____ BLOC DE TEXTE

L´interview avec Ivan Stanev, l´auteur et régisseur de la production «Meurtre au Burgtheater »
Monsieur Stanev, est-ce que votre production «Meurtre au Burgtheater » est la première que vous faites ici à Strasbourg ?
Non, sous la direction de Bernard Fleury j’ai déjà créé la pièce « Hollywood forever », je connais donc déjà cette maison. Mais j’ai également créé d’autres représentations en France. La production actuelle « Meurtre au Burgtheater » sera présentée à Lille et ensuite à Paris.
Vous vivez à Berlin. Les premières de beaucoup de vos pièces ont lieu là-bas. Mais vous avez aussi la possibilité de faire des comparaisons avec la scène culturelle en France. Avez-vous constaté des différences ?
Oui, bien sur. Comme vous le savez, la France est une nation centralisée. Contrairement à l’Allemagne, où il y a beaucoup de différents centres indépendants. L’une des conséquences de la centralisation est qu’il y a bien moins de place pour la culture dans les différents médias. Le Monde, Libération ou le Figaro ont une position dominante sur le marché. En Allemagne en revanche on peut aussi compter sur des médias beaucoup plus petits. Le public français par contre est très instruit, très intellectuel et possède une toute autre tradition que le public allemand. La France se considère toujours comme une nation culturelle. Les scènes par contre sont un peu plus petites, il faut donc savoir s’adapter. Ce qui est important en Allemagne, c’est de jouer des classiques. Les classiques remplissent les salles.
Qu’est-ce qui vous a donné l’idée de la pièce « Meurtre au Burgtheater » ?

________
____ DONNÉES DISPONIBLES

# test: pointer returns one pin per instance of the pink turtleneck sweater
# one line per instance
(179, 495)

________

- _CONSIGNE_:
D'après l'entretien, dans quelles villes la production « Meurtre au Burgtheater » sera-t-elle présentée ? Les données ne servent à rien pour ce travail.

- _RÉSULTAT ATTENDU_:
Elle sera présentée à Lille, puis à Paris.